## begin RECORDED INFORMATION

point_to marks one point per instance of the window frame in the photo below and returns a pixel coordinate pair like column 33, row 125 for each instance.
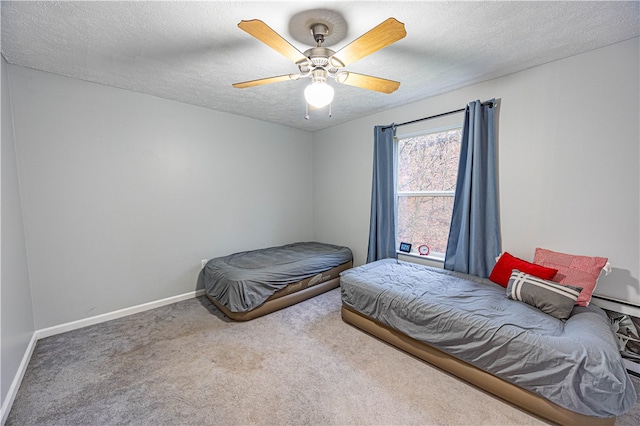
column 397, row 194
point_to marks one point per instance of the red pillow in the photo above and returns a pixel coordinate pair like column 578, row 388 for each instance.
column 507, row 263
column 579, row 271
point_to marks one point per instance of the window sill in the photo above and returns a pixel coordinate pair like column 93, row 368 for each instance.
column 429, row 258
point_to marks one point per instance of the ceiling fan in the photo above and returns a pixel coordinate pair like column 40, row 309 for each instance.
column 320, row 63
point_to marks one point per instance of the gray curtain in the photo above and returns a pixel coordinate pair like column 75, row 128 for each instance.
column 382, row 226
column 474, row 236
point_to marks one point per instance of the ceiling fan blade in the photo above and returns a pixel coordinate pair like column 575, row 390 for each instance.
column 265, row 34
column 269, row 80
column 375, row 39
column 368, row 82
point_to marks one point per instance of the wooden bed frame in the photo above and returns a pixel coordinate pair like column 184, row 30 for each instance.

## end RECORDED INFORMATION

_PROBLEM DETAILS_. Without the pictures, repeat the listing above exactly.

_EXPECTED ANSWER_.
point_to marks one point per instance of the window frame in the photo below and returns a pixel coordinate pair like column 33, row 125 for each instance.
column 397, row 194
point_to marks one point per instance of the red pillow in the photo above and returns a pixel coordinate pair like column 578, row 388 for each instance.
column 507, row 263
column 579, row 271
point_to marks one point per instance of the window sill in the photo above and returns a pixel coordinate pair like column 93, row 368 for each instance.
column 429, row 258
point_to marks one point per instance of the ceiling fan in the photo above and returns a pixel coordinate pair like column 40, row 309 for each instance.
column 320, row 63
point_to marks one point per instance of the gray curtain in the photo above and returns a pixel coordinate pair like column 75, row 128 for each instance.
column 382, row 226
column 474, row 236
point_to marks one point per instance of the ceiling fan blade in the photo above and returns a pixel coordinate pair like column 575, row 390 for each instance.
column 265, row 34
column 269, row 80
column 375, row 39
column 368, row 82
point_to marks one point per instance of the wooden bed frame in the photo above and returns a pixel coordinate pair like column 184, row 30 for each instance.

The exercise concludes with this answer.